**Short problem**
Repeat the whole listing below, word for word.

**Rows from a pointing dataset**

....

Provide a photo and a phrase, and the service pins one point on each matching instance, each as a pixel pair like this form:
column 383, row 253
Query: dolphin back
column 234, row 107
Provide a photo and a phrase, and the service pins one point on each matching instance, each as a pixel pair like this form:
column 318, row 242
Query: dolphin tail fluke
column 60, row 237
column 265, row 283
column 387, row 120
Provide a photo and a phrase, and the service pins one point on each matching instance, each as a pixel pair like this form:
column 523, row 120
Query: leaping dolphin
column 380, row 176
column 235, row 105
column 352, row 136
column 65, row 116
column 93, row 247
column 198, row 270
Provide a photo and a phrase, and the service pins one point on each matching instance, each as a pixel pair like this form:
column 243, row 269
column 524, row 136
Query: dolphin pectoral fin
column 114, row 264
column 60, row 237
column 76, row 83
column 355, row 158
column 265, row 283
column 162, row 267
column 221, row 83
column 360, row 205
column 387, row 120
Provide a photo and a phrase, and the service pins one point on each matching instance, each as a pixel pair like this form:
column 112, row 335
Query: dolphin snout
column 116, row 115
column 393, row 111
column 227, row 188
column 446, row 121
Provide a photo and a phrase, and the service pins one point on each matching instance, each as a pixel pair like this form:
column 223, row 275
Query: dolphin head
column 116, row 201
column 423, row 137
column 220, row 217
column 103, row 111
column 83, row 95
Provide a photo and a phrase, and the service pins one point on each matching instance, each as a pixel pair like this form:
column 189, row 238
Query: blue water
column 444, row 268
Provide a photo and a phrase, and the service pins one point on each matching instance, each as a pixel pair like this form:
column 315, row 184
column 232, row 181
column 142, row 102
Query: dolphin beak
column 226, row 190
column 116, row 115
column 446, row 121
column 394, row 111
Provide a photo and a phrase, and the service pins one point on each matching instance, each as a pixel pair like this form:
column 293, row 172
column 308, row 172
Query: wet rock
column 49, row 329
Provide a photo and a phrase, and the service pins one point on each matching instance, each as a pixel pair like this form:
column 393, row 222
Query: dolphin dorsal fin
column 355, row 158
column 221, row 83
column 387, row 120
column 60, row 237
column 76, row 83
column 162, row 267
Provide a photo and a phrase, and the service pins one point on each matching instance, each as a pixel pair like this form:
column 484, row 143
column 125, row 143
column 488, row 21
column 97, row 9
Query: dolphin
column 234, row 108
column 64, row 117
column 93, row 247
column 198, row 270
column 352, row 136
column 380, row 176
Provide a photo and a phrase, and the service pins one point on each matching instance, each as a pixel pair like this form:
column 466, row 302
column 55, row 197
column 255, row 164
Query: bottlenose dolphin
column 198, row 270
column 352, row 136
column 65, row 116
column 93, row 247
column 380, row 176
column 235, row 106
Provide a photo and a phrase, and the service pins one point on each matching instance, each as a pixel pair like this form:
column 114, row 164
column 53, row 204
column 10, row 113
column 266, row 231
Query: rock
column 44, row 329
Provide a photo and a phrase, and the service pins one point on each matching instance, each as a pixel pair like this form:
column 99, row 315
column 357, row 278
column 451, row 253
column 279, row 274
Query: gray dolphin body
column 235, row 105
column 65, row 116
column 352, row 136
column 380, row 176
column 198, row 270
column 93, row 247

....

**Output for this task**
Provide a photo and a phrase, and the service pins one point on each matching instance, each as a pixel pair like this form:
column 383, row 253
Query: dolphin back
column 234, row 107
Provide a photo and a phrase, and the service pins one point on each matching instance, each as a pixel pair like this form:
column 318, row 242
Query: dolphin tail fluke
column 60, row 237
column 265, row 283
column 387, row 120
Provide a photo and a phrase, and the service pins one point on each matching instance, each as a pixel pair like this form:
column 523, row 120
Query: leaping dolphin
column 380, row 176
column 235, row 105
column 352, row 136
column 65, row 116
column 93, row 247
column 198, row 270
Provide a photo and a phrase, and the service pins one point on each matching instance, each as a pixel pair like this form:
column 243, row 269
column 524, row 136
Query: dolphin pectoral fin
column 114, row 264
column 60, row 237
column 76, row 83
column 355, row 158
column 265, row 283
column 162, row 267
column 221, row 83
column 360, row 205
column 387, row 120
Provide a photo and a phrase, and the service pins one point on each matching instance, each as a pixel pair like this form:
column 112, row 335
Query: dolphin snout
column 116, row 115
column 393, row 111
column 227, row 188
column 446, row 121
Provide a photo and a phrase, and the service pins one point on each matching instance, each as a pixel pair like this form:
column 223, row 275
Query: dolphin head
column 116, row 201
column 423, row 137
column 220, row 217
column 103, row 111
column 83, row 95
Provide a photo and a phrase, and the service pins one point on each matching instance, each as a pixel pair like this form:
column 189, row 238
Query: blue water
column 444, row 268
Provide a photo and a phrase, and the service pins one point on each matching instance, each as a pixel pair like this form:
column 315, row 184
column 232, row 181
column 142, row 102
Query: dolphin beak
column 226, row 190
column 116, row 115
column 446, row 121
column 394, row 111
Provide a photo and a phrase, and the service pins one point on each matching instance, each as a pixel pair like this form:
column 293, row 172
column 308, row 172
Query: wet rock
column 49, row 329
Provide a photo and a phrase, and the service pins one point on each matching instance, each as a pixel pair like this form:
column 393, row 222
Query: dolphin dorsal fin
column 355, row 158
column 221, row 83
column 387, row 120
column 60, row 237
column 76, row 83
column 162, row 267
Provide a photo and a phrase, and the service pins one point on each matching instance, each as a pixel pair like this form:
column 484, row 143
column 125, row 143
column 488, row 21
column 97, row 9
Query: dolphin
column 234, row 108
column 64, row 117
column 93, row 247
column 198, row 270
column 352, row 136
column 380, row 176
Provide a photo and a phrase, and the service pins one point on each matching instance, each as a pixel pair like this form:
column 466, row 302
column 55, row 197
column 255, row 164
Query: bottlenose dolphin
column 198, row 270
column 352, row 136
column 65, row 116
column 93, row 247
column 380, row 176
column 235, row 106
Provide a photo and a phrase, and the service pins one point on each matching instance, each as a pixel pair like this form:
column 114, row 164
column 53, row 204
column 10, row 113
column 266, row 231
Query: rock
column 44, row 329
Provide a photo and a phrase, and the service pins one point on each matching instance, each as a pixel pair like this form:
column 99, row 315
column 357, row 278
column 451, row 253
column 279, row 274
Query: gray dolphin body
column 235, row 105
column 65, row 116
column 352, row 136
column 380, row 176
column 198, row 270
column 93, row 247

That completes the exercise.